Task: Below is a set of records; restate each one word for word.

Information given:
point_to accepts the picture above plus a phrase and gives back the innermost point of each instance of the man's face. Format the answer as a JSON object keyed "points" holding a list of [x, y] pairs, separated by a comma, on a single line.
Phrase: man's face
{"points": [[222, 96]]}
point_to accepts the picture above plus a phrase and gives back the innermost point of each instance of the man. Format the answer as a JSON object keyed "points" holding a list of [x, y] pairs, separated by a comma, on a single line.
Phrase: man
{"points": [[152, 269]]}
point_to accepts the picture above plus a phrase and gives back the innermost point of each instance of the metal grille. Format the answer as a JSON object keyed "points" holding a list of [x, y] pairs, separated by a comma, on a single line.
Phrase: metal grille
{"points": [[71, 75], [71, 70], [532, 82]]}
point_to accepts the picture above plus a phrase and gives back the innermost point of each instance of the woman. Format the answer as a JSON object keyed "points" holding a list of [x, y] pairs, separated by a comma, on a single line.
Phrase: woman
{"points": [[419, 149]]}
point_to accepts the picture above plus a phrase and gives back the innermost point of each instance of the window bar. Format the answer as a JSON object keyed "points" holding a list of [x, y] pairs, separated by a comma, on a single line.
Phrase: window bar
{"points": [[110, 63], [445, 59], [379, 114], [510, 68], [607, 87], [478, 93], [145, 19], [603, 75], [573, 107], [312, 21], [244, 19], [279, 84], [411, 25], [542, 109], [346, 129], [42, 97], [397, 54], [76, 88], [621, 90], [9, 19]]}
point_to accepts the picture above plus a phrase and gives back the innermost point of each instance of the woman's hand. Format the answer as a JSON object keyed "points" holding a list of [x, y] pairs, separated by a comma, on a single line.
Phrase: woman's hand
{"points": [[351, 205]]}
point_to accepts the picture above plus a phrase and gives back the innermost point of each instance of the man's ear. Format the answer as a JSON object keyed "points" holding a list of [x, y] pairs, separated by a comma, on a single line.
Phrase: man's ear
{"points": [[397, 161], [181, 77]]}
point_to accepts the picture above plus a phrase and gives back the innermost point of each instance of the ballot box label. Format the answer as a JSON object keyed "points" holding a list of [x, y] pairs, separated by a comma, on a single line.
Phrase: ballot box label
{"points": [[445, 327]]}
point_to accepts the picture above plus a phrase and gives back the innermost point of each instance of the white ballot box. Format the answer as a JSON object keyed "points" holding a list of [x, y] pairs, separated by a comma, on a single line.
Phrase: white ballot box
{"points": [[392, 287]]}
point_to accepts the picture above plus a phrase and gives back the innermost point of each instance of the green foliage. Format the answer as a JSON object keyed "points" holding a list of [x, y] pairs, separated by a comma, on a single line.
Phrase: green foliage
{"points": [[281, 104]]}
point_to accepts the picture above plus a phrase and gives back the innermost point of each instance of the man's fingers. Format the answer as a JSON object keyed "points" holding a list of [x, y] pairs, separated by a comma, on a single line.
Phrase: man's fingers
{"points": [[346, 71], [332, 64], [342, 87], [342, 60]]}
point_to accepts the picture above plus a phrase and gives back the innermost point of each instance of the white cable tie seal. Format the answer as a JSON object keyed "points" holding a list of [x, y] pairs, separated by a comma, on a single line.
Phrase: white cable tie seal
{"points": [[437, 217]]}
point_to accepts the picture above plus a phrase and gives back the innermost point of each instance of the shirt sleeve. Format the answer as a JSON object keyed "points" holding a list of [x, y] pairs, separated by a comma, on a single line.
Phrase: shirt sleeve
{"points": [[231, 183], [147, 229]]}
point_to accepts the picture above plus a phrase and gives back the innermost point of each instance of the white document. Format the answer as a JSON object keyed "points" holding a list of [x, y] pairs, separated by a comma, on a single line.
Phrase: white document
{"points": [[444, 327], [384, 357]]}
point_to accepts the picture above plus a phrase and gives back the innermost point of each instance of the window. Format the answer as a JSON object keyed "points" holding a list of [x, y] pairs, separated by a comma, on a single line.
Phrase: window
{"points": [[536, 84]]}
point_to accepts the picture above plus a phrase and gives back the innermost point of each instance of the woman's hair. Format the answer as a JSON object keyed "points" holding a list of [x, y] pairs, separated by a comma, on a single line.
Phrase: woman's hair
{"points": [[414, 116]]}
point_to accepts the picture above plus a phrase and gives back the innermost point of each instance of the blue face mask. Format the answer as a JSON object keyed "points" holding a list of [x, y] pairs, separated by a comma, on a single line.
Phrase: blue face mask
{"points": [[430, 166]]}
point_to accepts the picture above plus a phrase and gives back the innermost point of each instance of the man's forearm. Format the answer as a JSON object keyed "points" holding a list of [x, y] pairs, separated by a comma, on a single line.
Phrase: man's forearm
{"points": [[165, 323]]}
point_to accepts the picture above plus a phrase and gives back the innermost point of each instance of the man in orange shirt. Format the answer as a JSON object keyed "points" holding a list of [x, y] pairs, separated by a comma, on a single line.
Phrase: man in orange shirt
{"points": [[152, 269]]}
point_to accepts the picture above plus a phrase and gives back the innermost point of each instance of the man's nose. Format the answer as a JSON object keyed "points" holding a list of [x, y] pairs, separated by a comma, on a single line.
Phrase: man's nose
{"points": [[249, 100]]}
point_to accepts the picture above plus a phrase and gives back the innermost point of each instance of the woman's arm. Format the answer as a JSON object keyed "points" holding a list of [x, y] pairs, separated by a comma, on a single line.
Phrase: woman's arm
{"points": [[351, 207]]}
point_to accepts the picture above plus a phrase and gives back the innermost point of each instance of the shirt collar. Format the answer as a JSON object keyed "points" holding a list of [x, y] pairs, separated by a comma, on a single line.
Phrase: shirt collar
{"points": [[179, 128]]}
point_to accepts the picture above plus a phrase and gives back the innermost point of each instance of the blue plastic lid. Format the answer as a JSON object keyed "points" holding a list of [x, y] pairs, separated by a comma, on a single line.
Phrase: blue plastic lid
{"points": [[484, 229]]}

Exercise response:
point_to accepts the picture above plus a phrase and gives back the innermost point of each instance of the man's face. Format the answer as a JSON object keyed "points" holding a list of [x, y] pairs, separated by a comma, on a single line.
Phrase: man's face
{"points": [[222, 96]]}
point_to accepts the picture above plus a phrase and gives back the innermost point of each instance of the man. Format the answer as a JSON object keyed "points" holding a list of [x, y] pairs, separated by a comma, on a single line.
Phrase: man
{"points": [[152, 269]]}
point_to accepts the picture above plus a phrase and gives back the innermost point of each instance of the metal grille. Format the answer as a JSON object keyed "points" holding a list of [x, y] pairs, separated by a comma, on a single line.
Phrase: metal grille
{"points": [[71, 75], [71, 70], [532, 82]]}
point_to accepts the picture above plus a phrase and gives back the innermost point of each instance of the woman. Format the answer as a JSON object keyed "points" holding a list of [x, y] pairs, separated by a comma, on a single line.
Phrase: woman
{"points": [[419, 149]]}
point_to accepts the picture above plus a phrase and gives back the innermost point of each instance of the window bar. Format the answer as a JSON object keyed "points" holding a list of [x, y] pairs, separated by a comma, on a single line.
Phrase: window bar
{"points": [[110, 63], [445, 59], [379, 114], [510, 68], [607, 87], [478, 93], [145, 19], [603, 75], [573, 107], [312, 21], [244, 19], [279, 84], [411, 25], [542, 109], [346, 129], [42, 97], [397, 54], [76, 88], [621, 90], [9, 19]]}
point_to accepts the picture above plus a phrase and gives back the innermost point of each instance of the woman's hand. Format the answer as a JSON object keyed "points" holding a list of [x, y] pairs, separated by a comma, on a single line.
Phrase: woman's hand
{"points": [[351, 205]]}
point_to accepts the picture above plus a phrase and gives back the innermost point of each instance of the man's ear. Format the answer as a JSON object keyed "points" holding a list of [x, y] pairs, separated by a comma, on a single line.
Phrase: man's ear
{"points": [[397, 161], [181, 77]]}
point_to accepts the picture above plus a phrase and gives back the innermost point of each instance of the ballot box label. Format the answer as a JSON object keyed "points" holding a list of [x, y] pairs, separated by a comma, on a single line.
Phrase: ballot box label
{"points": [[445, 327]]}
point_to accepts the picture above plus a phrase and gives back the innermost point of each instance of the white ballot box. Format the answer as a JSON object keyed "points" holding a list of [x, y] pairs, separated by a comma, on a single line.
Phrase: white ballot box
{"points": [[392, 287]]}
point_to accepts the picture above plus a phrase and gives back the innermost point of each instance of the green foliage. Format the answer as a JSON object keyed "points" holding a list of [x, y] pairs, separated by a comma, on a single line.
Phrase: green foliage
{"points": [[281, 104]]}
point_to accepts the picture above plus a phrase and gives back the innermost point of each instance of the man's fingers. Format the answer as a JSON object keyed "points" holding a list of [x, y] pairs, separated by a comma, on a single line.
Phrase: man's fingers
{"points": [[346, 71], [332, 64], [342, 87], [342, 60]]}
point_to accepts the picture above plus a phrase and gives back the innermost point of each instance of the white cable tie seal. Format the answer as a JSON object keyed "points" holding a list of [x, y] pairs, separated by a comma, on a single line.
Phrase: white cable tie seal
{"points": [[437, 217]]}
point_to accepts the picture above plus a phrase and gives back the innermost point of each instance of the shirt sleeve. Format the answer as a JSON object keyed "points" holding a list of [x, y] pairs, separated by a comma, on a single line.
Phrase: shirt sleeve
{"points": [[231, 183], [147, 229]]}
point_to accepts the picture above plus a phrase and gives back the innermost point of each instance of the white document. Format the answer as a JSON object keyed "points" holding a list of [x, y] pairs, separated by a comma, on a single line.
Phrase: white document
{"points": [[444, 327], [384, 357]]}
point_to accepts the picture above plus a phrase and gives back the innermost point of each instance of the window. Format the answer as a JSON object keyed "points" holding a list of [x, y] pairs, separated by a comma, on a single line.
Phrase: window
{"points": [[536, 84]]}
point_to accepts the picture above plus a phrase and gives back the innermost point of each instance of the woman's hair. Format the answer as a JSON object keyed "points" holding a list of [x, y] pairs, separated by a comma, on a single line.
Phrase: woman's hair
{"points": [[414, 116]]}
point_to accepts the picture above plus a phrase and gives back the innermost point of each instance of the blue face mask. Format the answer as a JSON object keyed "points" holding a list of [x, y] pairs, separated by a comma, on a single line.
Phrase: blue face mask
{"points": [[430, 166]]}
point_to accepts the picture above plus a phrase and gives back the innermost point of each instance of the man's forearm. Format the answer as a JSON object keyed "points" holding a list of [x, y] pairs, separated by a comma, on a single line.
Phrase: man's forearm
{"points": [[165, 323]]}
point_to accepts the picture above plus a phrase and gives back the innermost point of each instance of the man in orange shirt. Format the answer as a JSON object keyed "points" holding a list of [x, y] pairs, separated by a comma, on a single line.
Phrase: man in orange shirt
{"points": [[152, 269]]}
point_to accepts the picture above plus a phrase and gives back the innermost point of each instance of the man's nose. Format the answer as a JSON object keyed "points" holding a list of [x, y] pairs, separated by a comma, on a single line.
Phrase: man's nose
{"points": [[249, 100]]}
point_to accepts the picture above plus a phrase and gives back the innermost point of each instance of the woman's arm. Format the answer as a JSON object keyed "points" holding a list of [x, y] pairs, separated by a comma, on a single line.
Phrase: woman's arm
{"points": [[351, 207]]}
point_to accepts the picture above plus a phrase and gives back the innermost point of each instance of the shirt collar. Format the answer as a JSON object keyed "points" holding a list of [x, y] pairs, separated by a comma, on a single line.
Phrase: shirt collar
{"points": [[179, 128]]}
point_to accepts the picture above plus a phrase and gives back the innermost point of each instance of the blue plastic lid. Format the answer as a JSON object keyed "points" holding a list of [x, y] pairs, separated by a comma, on a single line.
Phrase: blue plastic lid
{"points": [[484, 229]]}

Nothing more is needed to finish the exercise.